***** Exercise input

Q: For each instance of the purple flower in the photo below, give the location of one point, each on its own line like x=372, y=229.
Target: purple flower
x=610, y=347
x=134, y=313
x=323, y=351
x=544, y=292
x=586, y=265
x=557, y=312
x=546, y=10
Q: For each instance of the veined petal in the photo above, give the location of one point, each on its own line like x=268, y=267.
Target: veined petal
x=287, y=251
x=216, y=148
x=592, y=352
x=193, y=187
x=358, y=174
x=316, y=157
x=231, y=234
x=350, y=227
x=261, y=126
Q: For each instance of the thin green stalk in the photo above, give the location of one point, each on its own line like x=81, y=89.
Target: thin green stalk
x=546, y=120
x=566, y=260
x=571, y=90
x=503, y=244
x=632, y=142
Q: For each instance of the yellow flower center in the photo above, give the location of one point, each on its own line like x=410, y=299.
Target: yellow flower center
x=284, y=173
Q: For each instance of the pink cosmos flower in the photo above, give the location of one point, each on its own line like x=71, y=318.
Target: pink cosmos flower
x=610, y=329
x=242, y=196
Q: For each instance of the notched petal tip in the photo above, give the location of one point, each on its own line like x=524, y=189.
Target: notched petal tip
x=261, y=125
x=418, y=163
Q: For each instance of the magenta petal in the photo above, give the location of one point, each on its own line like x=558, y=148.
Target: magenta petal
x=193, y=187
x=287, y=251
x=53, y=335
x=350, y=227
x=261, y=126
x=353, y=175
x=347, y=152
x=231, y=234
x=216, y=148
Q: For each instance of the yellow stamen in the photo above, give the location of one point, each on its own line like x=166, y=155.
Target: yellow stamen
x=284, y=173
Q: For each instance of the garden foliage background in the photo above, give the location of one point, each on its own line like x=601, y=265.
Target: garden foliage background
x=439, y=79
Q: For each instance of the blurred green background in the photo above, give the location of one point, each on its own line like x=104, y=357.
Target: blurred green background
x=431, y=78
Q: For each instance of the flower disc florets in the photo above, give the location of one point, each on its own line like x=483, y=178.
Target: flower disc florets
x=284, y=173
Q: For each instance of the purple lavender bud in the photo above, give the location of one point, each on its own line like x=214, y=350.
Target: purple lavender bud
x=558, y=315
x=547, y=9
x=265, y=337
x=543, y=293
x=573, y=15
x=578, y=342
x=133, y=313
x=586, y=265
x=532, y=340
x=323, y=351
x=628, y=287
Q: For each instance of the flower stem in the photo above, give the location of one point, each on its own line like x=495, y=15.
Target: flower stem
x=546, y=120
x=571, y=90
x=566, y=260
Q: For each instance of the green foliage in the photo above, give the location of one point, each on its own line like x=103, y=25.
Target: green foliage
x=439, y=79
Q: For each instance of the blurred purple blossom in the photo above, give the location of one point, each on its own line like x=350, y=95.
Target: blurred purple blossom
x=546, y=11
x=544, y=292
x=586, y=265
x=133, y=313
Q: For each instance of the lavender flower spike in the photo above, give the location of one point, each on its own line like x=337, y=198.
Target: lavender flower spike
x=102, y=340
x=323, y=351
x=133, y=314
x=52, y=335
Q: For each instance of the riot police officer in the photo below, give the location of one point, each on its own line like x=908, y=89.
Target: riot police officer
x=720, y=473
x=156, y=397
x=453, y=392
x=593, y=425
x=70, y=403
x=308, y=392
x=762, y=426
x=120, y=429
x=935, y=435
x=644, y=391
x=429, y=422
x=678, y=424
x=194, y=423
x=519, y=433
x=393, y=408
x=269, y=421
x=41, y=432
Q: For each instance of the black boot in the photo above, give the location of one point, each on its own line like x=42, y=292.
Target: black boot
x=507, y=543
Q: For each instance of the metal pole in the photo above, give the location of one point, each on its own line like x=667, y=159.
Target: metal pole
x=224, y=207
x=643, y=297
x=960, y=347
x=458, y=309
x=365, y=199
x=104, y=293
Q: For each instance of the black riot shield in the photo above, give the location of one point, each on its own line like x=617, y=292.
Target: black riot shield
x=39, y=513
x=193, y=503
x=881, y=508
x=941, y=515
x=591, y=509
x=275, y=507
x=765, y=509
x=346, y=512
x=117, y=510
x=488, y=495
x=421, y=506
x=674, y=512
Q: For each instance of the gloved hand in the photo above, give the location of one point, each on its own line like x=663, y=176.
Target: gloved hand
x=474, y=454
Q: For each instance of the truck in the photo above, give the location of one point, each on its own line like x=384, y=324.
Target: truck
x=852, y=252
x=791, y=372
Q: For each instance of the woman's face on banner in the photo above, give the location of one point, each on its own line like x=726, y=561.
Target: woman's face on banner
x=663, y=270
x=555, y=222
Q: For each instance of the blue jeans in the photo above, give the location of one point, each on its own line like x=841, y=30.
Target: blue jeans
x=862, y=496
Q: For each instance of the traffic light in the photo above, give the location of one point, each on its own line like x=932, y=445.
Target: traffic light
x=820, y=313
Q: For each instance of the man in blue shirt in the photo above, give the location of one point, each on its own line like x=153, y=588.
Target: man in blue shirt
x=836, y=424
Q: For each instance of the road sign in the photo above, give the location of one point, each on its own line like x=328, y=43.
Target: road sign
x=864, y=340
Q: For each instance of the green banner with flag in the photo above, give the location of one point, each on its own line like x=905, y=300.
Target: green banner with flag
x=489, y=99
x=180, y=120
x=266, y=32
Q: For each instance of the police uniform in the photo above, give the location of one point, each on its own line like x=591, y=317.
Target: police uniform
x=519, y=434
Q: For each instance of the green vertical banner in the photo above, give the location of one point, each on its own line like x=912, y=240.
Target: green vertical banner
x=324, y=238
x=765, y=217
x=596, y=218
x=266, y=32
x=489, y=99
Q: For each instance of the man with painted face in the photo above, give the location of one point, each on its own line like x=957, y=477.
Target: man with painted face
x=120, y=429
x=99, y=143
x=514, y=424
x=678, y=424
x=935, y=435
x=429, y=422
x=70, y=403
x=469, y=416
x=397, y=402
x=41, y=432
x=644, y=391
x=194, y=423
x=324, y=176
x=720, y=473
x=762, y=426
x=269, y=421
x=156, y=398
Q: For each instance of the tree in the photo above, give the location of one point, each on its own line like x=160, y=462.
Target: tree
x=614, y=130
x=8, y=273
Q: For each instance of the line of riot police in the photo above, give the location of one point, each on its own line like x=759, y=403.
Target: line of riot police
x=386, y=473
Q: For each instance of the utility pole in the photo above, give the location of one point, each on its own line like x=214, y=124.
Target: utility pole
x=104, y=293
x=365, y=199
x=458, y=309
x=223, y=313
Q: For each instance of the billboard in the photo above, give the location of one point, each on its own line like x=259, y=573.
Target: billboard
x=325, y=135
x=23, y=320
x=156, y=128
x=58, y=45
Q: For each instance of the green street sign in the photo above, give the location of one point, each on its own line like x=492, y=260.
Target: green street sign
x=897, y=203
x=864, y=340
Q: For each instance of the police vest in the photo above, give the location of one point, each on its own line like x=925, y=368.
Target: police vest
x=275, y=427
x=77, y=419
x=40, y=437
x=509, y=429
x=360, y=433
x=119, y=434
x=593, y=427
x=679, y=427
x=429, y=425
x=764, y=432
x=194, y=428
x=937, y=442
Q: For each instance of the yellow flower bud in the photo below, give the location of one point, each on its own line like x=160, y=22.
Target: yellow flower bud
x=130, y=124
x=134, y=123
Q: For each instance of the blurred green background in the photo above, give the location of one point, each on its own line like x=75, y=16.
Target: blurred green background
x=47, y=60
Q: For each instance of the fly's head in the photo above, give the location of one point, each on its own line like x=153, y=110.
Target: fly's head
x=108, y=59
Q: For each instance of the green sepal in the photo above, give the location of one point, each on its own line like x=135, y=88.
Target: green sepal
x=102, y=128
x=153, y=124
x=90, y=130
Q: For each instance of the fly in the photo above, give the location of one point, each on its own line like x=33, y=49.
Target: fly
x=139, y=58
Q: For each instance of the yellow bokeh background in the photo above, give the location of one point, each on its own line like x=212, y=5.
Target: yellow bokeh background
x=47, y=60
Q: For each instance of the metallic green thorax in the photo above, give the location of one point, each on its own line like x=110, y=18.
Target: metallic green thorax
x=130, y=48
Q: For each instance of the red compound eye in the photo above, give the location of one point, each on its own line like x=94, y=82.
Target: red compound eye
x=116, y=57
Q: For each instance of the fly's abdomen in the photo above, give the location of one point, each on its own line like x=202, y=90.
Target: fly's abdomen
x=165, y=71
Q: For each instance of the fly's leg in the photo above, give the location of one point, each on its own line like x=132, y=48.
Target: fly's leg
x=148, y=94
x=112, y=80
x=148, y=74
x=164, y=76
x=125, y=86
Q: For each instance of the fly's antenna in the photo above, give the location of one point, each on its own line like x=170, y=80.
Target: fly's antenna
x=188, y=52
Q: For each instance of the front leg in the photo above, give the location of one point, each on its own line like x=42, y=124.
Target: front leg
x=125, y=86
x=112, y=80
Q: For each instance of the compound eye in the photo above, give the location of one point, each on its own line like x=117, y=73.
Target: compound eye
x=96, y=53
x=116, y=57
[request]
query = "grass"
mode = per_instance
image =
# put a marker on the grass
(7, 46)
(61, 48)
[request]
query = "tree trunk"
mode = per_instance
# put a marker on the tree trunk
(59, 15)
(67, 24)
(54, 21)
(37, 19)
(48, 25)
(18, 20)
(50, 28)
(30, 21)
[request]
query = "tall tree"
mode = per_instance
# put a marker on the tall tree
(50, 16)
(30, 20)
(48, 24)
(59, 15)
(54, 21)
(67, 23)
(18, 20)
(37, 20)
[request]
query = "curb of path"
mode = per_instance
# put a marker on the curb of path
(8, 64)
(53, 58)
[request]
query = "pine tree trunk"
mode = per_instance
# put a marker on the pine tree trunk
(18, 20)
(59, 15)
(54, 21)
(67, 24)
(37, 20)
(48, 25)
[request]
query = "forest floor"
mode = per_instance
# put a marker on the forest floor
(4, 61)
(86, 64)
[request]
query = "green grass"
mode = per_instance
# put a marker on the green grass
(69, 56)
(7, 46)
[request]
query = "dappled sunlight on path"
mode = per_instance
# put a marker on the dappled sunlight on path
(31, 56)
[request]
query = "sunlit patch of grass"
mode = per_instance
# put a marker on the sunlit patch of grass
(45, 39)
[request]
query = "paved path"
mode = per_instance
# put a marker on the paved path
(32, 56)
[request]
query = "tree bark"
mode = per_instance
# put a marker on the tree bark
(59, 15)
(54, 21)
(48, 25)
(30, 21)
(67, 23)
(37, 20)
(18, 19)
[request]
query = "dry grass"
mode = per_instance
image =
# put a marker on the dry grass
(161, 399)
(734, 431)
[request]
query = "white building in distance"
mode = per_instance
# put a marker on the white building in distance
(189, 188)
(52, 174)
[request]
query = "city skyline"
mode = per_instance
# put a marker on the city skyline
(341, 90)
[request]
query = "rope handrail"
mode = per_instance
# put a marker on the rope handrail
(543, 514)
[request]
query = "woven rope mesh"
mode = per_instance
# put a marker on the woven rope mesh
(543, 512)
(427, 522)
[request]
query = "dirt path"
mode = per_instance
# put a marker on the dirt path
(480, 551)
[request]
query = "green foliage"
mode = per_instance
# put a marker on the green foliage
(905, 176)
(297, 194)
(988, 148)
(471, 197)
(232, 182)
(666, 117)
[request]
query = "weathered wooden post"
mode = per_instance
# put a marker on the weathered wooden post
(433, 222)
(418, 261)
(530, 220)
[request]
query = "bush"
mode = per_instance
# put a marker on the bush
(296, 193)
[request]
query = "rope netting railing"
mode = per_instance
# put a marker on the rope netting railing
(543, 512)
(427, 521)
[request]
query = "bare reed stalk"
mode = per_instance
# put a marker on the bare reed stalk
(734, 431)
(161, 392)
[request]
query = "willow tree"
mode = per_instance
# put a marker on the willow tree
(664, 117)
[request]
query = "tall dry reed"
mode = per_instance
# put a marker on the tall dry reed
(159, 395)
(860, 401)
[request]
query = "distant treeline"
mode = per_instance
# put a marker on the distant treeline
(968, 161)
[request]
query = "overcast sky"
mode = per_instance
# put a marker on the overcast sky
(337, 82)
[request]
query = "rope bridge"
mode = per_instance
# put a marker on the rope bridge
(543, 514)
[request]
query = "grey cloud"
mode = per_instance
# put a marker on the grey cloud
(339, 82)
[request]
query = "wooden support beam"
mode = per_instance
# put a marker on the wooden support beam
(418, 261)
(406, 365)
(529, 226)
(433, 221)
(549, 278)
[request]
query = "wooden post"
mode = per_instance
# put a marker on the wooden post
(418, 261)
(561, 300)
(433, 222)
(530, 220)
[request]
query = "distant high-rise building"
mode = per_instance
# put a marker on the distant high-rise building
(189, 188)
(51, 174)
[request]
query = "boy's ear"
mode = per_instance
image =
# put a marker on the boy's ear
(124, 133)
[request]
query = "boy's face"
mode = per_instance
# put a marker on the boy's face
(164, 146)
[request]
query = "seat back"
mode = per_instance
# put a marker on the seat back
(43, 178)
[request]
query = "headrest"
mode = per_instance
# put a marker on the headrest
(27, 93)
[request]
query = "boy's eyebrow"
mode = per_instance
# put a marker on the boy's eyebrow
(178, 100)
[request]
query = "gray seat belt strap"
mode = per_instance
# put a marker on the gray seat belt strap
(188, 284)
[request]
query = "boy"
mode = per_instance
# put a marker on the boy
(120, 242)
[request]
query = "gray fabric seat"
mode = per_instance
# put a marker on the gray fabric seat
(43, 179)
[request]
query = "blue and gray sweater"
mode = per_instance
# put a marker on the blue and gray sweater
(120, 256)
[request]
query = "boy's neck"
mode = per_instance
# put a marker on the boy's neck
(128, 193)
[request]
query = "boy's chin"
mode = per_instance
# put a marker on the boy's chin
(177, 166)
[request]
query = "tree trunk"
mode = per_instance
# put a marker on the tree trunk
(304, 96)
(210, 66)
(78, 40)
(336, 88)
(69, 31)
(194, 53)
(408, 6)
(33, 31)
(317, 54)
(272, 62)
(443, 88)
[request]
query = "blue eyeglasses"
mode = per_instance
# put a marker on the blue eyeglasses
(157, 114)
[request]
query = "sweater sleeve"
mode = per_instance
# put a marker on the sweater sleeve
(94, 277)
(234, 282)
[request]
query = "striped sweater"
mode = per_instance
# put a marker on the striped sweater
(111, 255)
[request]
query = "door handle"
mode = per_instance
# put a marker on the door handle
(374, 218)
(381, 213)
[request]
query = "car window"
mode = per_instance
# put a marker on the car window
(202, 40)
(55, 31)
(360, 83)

**********

▸ Instructions for the task
Rewrite the entries from the first line through the line containing "x=632, y=142" as a Markdown table with the columns Row and Line text, one numbered row per line. Leave out any blank lines.

▸ Final answer
| Row | Line text |
|---|---|
| 1 | Q: For each instance of the purple flower in the photo below, give the location of one point, each on its own line like x=372, y=229. |
| 2 | Target: purple flower |
| 3 | x=610, y=347 |
| 4 | x=134, y=313 |
| 5 | x=323, y=351 |
| 6 | x=544, y=292 |
| 7 | x=586, y=265 |
| 8 | x=557, y=312 |
| 9 | x=546, y=10 |
| 10 | Q: For each instance of the veined petal in the photo above, give the location of one point, each on its own line like x=268, y=267. |
| 11 | Target: veined petal |
| 12 | x=287, y=251 |
| 13 | x=216, y=148 |
| 14 | x=592, y=352 |
| 15 | x=193, y=187 |
| 16 | x=358, y=174 |
| 17 | x=316, y=157 |
| 18 | x=231, y=234 |
| 19 | x=350, y=227 |
| 20 | x=261, y=126 |
| 21 | Q: For each instance of the thin green stalk in the photo above, give the location of one point, each on its own line like x=81, y=89. |
| 22 | Target: thin green stalk |
| 23 | x=546, y=120 |
| 24 | x=566, y=260 |
| 25 | x=571, y=90 |
| 26 | x=503, y=244 |
| 27 | x=632, y=142 |